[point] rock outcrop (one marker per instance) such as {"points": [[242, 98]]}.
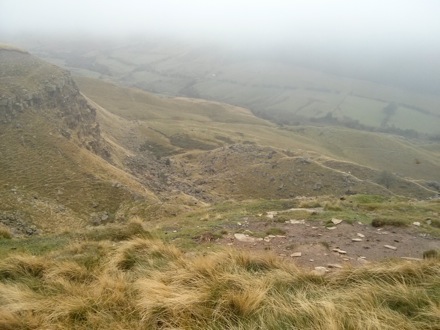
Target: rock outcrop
{"points": [[28, 84]]}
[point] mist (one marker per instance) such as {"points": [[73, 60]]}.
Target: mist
{"points": [[390, 41]]}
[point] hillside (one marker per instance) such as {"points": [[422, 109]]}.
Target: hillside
{"points": [[278, 89], [229, 148], [54, 167], [124, 209]]}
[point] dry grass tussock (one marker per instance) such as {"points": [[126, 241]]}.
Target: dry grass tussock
{"points": [[142, 283]]}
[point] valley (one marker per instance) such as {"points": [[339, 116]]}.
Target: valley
{"points": [[126, 208]]}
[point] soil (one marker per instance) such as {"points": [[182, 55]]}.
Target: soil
{"points": [[321, 246]]}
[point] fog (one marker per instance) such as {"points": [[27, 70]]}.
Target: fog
{"points": [[345, 36], [256, 21]]}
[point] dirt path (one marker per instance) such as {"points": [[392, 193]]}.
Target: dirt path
{"points": [[311, 244]]}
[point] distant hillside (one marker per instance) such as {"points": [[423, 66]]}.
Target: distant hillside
{"points": [[212, 150], [281, 91]]}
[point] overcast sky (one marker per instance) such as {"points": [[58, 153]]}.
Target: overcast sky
{"points": [[358, 21]]}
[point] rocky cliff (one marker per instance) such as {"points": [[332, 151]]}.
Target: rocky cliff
{"points": [[28, 84]]}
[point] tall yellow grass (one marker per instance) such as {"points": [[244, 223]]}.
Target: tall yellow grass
{"points": [[142, 283]]}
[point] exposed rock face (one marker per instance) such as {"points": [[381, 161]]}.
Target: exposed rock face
{"points": [[29, 84]]}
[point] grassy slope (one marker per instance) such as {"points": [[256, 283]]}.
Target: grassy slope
{"points": [[43, 173], [269, 87], [160, 118], [142, 283], [45, 178]]}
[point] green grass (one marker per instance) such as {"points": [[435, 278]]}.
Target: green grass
{"points": [[145, 283]]}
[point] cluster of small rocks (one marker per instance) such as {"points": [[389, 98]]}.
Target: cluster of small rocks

******************************

## WHAT IS ASKED
Rewrite all the rows above with "one marker per instance" switched to "one dot per instance" everywhere it appears, changing nothing else, and leave the picture lines out.

## EXERCISE ANSWER
[point] rock outcrop (one dot per instance) such as {"points": [[242, 98]]}.
Target: rock outcrop
{"points": [[28, 84]]}
[point] mist (one dot per instance) such as {"points": [[73, 60]]}.
Target: mist
{"points": [[390, 41]]}
[point] hillside (one dot per instance) such as {"points": [[422, 109]]}.
Target: hillside
{"points": [[278, 89], [229, 148], [54, 167], [124, 209]]}
[point] dry grass tussock (one dot per instance) such as {"points": [[126, 241]]}.
Target: dry grass tussock
{"points": [[142, 283]]}
[point] valley (one dot per instance) such as {"points": [[339, 116]]}.
Target: valley
{"points": [[126, 208]]}
[point] soil (one dot per instance) such as {"points": [[182, 55]]}.
Target: soil
{"points": [[321, 246]]}
[point] fog (one dot per instance) such as {"points": [[27, 70]]}.
Target: fog
{"points": [[345, 36], [256, 21]]}
[point] dirt path (one dot per instance) such as {"points": [[392, 193]]}.
Target: dirt path
{"points": [[311, 244]]}
[point] distant hillside (one dot per instance) such as {"points": [[423, 66]]}.
Target: distant hillside
{"points": [[212, 150], [281, 91]]}
[point] overcast sky (one dot per instance) such as {"points": [[58, 153]]}.
Target: overcast sky
{"points": [[358, 21]]}
[point] rocky cliff (one dot per instance) such as {"points": [[332, 151]]}.
Target: rocky cliff
{"points": [[28, 84]]}
[point] tall yellow grass (one dot per instance) such as {"points": [[244, 223]]}.
Target: tall yellow grass
{"points": [[142, 283]]}
[point] exposed rock face (one dot per instance) such as {"points": [[381, 161]]}.
Target: exposed rock face
{"points": [[29, 84]]}
[point] grassy slope (one dot per instance) such as {"points": [[256, 283]]}.
Target: grassy slope
{"points": [[43, 173], [269, 87], [160, 118], [142, 283], [45, 178]]}
[point] green grass (one dot per instance) such as {"points": [[435, 278]]}.
Target: green grass
{"points": [[145, 283]]}
[point] cluster of small rocks (one dot per instance) such as {"points": [[389, 98]]}.
Target: cluster of small rocks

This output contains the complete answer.